(WORK TO DO)
1: In the M. Butterfly review below, which theater is staging the production being reviewed?
2: List the three adjectives that the M. Butterfly review below uses to describe David Henry Hwang's play itself.
3: Please pick up the M. Butterfly review below and carry it on from its last sentence.

(EXCERPTED TEXT)
----------
M. Butterfly asks the audience to accept a love story in which a French career diplomat takes a Chinese opera diva as his mistress for 20 years, unaware that the diva is actually a man. Truth being stranger than fiction, the story is based on a real life affair that David Henry Hwang adapted into a breakout 1988 Tony winner — an ambitious, stimulating, frustrating play, now receiving a rather disappointing production at South Coast Rep.

In the mid-1980s, former civil servant Rene Gallimard (Lucas Verbrugghe) sits in a Paris prison cell after being convicted of treason. Speaking directly to us, he recalls happier times involving his very favorite opera Madama Butterfly and his real-life “Butterfly,” a Chinese opera diva named Song Liling (Jake Manabat). While living and working in China in 1966, the married Gallimard falls for Song; soon, they begin an affair (one of the show’s best scenes is at the top where they meet cute and Song challenges the white man’s views — fantasy, really — of an opera about a submissive Asian woman). When Song Ling is not what she seems, Gallimard’s world quickly spirals out of control and he’s left alone and bereft, questioning his carefully constructed reality.
----------
(DATASET SECTION)
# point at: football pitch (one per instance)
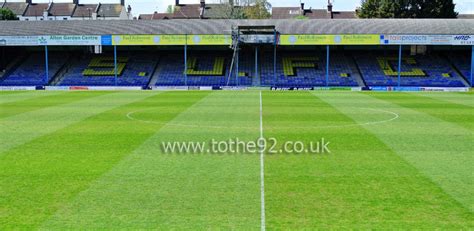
----------
(WRITTEN ANSWERS)
1: South Coast Rep.

2: Ambitious, stimulating, frustrating.

3:
Opera is rife with high drama, full-blown tragedy and artistic deception. In this way, it’s a perfect backdrop for M. Butterfly, in which Hwang  skillfully uses Puccini’s opera Madama Butterfly  to spin a decades-long illusion created by the Chinese government with a schlubby French diplomat as its pawn. As with most timeless operas, this story is in many ways unbelievable, but its absurdity grounded in reality proves a major draw.

Overall, it’s a strikingly powerful look at how one’s passion and desperate search for love can lead to flights of fantasy allowing that person to only see and believe what he wants instead of reality. Delusion makes it easy for deception to occur, especially in the hands of an actor who is adept at playing a woman. The role of men and women and the difference of Eastern and Western perceptions fuels Rene’s delusion.

Sadly, director Desdemona Chiang utilizes inconsistent staging which actually tones down the operatic nature of the script. I’m certain that it needs more than naturalistic staging; as it stands, the operatic style of the writing doesn’t really take off, and Chiang’s lack of creativity only serves to point out the play’s flaws. It’s a fascinating story, but lacked a point of view. One of the odd staging choices had Gamillard downstage while the opera he speaks of takes place well upstage behind him, when the memory screams to be swirling around him in prison. And why were the dancers at the Peking Opera coming off like a community ballet troupe which lacks cultural authority?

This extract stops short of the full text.